## [Passage proposé]
Erreur sur destinataire

Publié le par almanito

Une fois par semaine, j'accompagnais ma mère à la grande ville. Je détestais ces sorties obligatoires assorties de longues marches où je m'efforçais de suivre son pas rapide à travers les avenues et les rues commerçantes, entrecoupées d'heures interminables dans les magasins. Elle m'attendait, un peu exaspérée, à chaque traversée de chaussée en me sommant de ne pas lambiner, m'attrapant une main que j'essayais pourtant d'enfouir dans la poche de mon manteau.

Puis un jour, elle décida de me laisser à une dame tenancière de brasserie, de sa connaissance. J'avais pour mission de confiance de suivre le trottoir depuis la voiture en stationnement jusqu'à l'établissement et de passer l'après-midi en compagnie de la très - en tout cas à mes yeux - vieille dame. Le programme n'était guère plus alléchant que celui de courir derrière ma mère pendant des heures, mais il fallait bien en passer par là, être polie et respectueuse sur consignes formelles.

La brasserie était vaste, et je devais traverser une immense salle séparée de chaises et de banquettes fleurant la bière et la limonade avant de retrouver, tout au fond, celle que tous les gosses appelaient "la mémé". Il fallait monter trois marches pour recueillir comme une bénédiction le baiser de la dame juchée sur une chaire d'où elle surveillait et haranguait son monde en vrai despote: une pléiade de garçons en vestes blanches, zélés et obséquieux qui saluaient chaque client en s'inclinant avec déférence.

Par son opulence d'une part, cachée, pensait-elle, par la juxtaposition de plusieurs jupes bleu marine qui lui descendaient jusqu'aux chevilles et d'invraisemblables châles aux violents ramages de couleurs criardes, par sa voix de stentor d'autre part qui portait jusqu'à la terrasse pour houspiller ses serveurs, elle m'impressionnait lourdement et le moins que l'on puisse dire est que je me sentais toujours dans mes petits souliers vernis - ceux qui font si mal aux petites filles qu'on souhaite bien élever, sans doute pour les punir à l'avance de quelque incartade enfantine. Ajoutons à cela une bouche largement peinte d'un rouge corrida qui m'aurait dégoûtée à vie de la viande saignante que l'on imposait aux enfants à l'époque pour le bien de leur santé, si ce n'était déjà le cas.

J'avais droit à une grenadine fadasse et à un bonbon et passais ainsi des heures à observer les allées et venues stylées des garçons en jouant avec les capsules qu'ils laissaient sur une tablette en inox en attendant le retour maternel.

## [Tâches]
1. Reproduisez le passage proposé de « La brasserie était » jusqu'à « s'inclinant avec déférence. » inclus.
2. Comment traduit-on en anglais cette phrase du passage proposé : « Une fois par semaine, j'accompagnais ma mère à la grande ville. » ?
3. Ces affirmations concordent-elles avec le passage proposé ? Répondez par oui ou par non pour chacune, en citant exactement les mots du passage qui permettent de trancher. (a) La dame de la brasserie portait des jupes bleu marine. (b) Les sorties hebdomadaires à la grande ville plaisaient à l'enfant. (c) Les garçons de la brasserie portaient des vestes noires.
Les entrées forment un matériau distinct du passage proposé.

## [Extraits des entrées]
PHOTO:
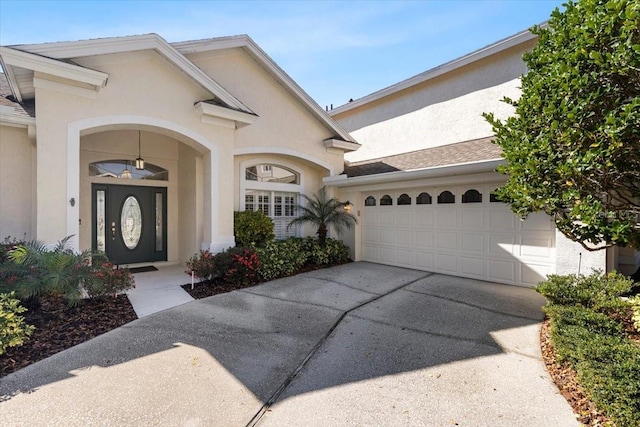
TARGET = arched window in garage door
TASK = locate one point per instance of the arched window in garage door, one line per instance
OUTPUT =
(446, 197)
(404, 199)
(423, 199)
(472, 196)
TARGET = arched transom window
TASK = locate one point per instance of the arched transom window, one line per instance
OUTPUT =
(275, 190)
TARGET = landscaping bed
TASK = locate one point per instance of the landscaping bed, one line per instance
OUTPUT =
(58, 327)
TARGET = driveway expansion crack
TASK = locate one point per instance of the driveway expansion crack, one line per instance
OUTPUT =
(276, 395)
(480, 307)
(492, 344)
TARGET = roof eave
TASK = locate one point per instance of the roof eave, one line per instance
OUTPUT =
(247, 43)
(432, 172)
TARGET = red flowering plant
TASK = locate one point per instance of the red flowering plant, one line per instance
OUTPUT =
(202, 265)
(107, 279)
(243, 267)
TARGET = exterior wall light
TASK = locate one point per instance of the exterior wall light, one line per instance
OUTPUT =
(139, 160)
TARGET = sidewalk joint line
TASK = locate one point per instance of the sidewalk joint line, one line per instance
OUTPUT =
(276, 395)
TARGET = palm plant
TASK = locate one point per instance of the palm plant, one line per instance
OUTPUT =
(34, 270)
(324, 212)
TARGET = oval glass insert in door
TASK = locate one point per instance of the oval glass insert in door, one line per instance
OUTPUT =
(131, 222)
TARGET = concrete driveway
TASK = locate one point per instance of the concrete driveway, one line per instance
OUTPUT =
(360, 344)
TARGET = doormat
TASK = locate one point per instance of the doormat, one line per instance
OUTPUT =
(142, 269)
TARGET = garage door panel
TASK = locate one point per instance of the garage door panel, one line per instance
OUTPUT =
(424, 217)
(447, 263)
(386, 216)
(387, 236)
(473, 242)
(473, 219)
(424, 260)
(447, 240)
(472, 266)
(404, 238)
(404, 218)
(446, 218)
(502, 245)
(502, 271)
(424, 239)
(479, 240)
(535, 247)
(502, 219)
(405, 258)
(370, 217)
(370, 235)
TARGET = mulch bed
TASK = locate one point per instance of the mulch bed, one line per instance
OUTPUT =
(59, 327)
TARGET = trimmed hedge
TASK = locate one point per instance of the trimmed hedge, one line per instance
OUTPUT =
(582, 310)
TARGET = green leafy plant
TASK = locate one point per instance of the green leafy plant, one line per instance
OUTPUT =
(33, 270)
(13, 329)
(252, 228)
(572, 149)
(596, 290)
(324, 212)
(587, 334)
(280, 258)
(332, 252)
(202, 265)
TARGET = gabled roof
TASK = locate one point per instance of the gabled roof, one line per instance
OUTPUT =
(248, 45)
(492, 49)
(63, 51)
(477, 150)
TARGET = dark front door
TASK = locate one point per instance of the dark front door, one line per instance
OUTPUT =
(130, 223)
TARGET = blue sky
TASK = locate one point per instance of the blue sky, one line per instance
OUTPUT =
(335, 50)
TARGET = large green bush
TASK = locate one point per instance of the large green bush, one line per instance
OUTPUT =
(252, 228)
(33, 270)
(587, 335)
(332, 252)
(280, 258)
(13, 329)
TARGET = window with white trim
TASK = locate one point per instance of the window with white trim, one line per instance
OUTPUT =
(271, 188)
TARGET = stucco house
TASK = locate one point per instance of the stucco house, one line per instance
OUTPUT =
(422, 182)
(144, 148)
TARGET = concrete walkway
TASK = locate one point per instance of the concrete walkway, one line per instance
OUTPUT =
(359, 344)
(159, 290)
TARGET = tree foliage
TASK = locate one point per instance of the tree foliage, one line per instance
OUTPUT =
(323, 212)
(572, 149)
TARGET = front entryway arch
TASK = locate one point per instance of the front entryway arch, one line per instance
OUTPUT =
(204, 156)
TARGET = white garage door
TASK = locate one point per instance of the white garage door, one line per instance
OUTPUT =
(461, 231)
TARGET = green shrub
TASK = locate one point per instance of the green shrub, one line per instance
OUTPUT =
(32, 270)
(13, 330)
(333, 252)
(252, 228)
(7, 245)
(597, 290)
(238, 265)
(280, 258)
(586, 335)
(201, 265)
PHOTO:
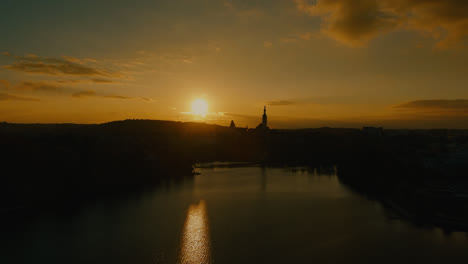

## [Résultats attendus]
1.
La brasserie était vaste, et je devais traverser une immense salle séparée de chaises et de banquettes fleurant la bière et la limonade avant de retrouver, tout au fond, celle que tous les gosses appelaient "la mémé". Il fallait monter trois marches pour recueillir comme une bénédiction le baiser de la dame juchée sur une chaire d'où elle surveillait et haranguait son monde en vrai despote: une pléiade de garçons en vestes blanches, zélés et obséquieux qui saluaient chaque client en s'inclinant avec déférence.

2. Once a week, I went with my mother to the big city.

3.
(a) Oui : « plusieurs jupes bleu marine qui lui descendaient jusqu'aux chevilles »
(b) Non : « Je détestais ces sorties obligatoires »
(c) Non : « une pléiade de garçons en vestes blanches »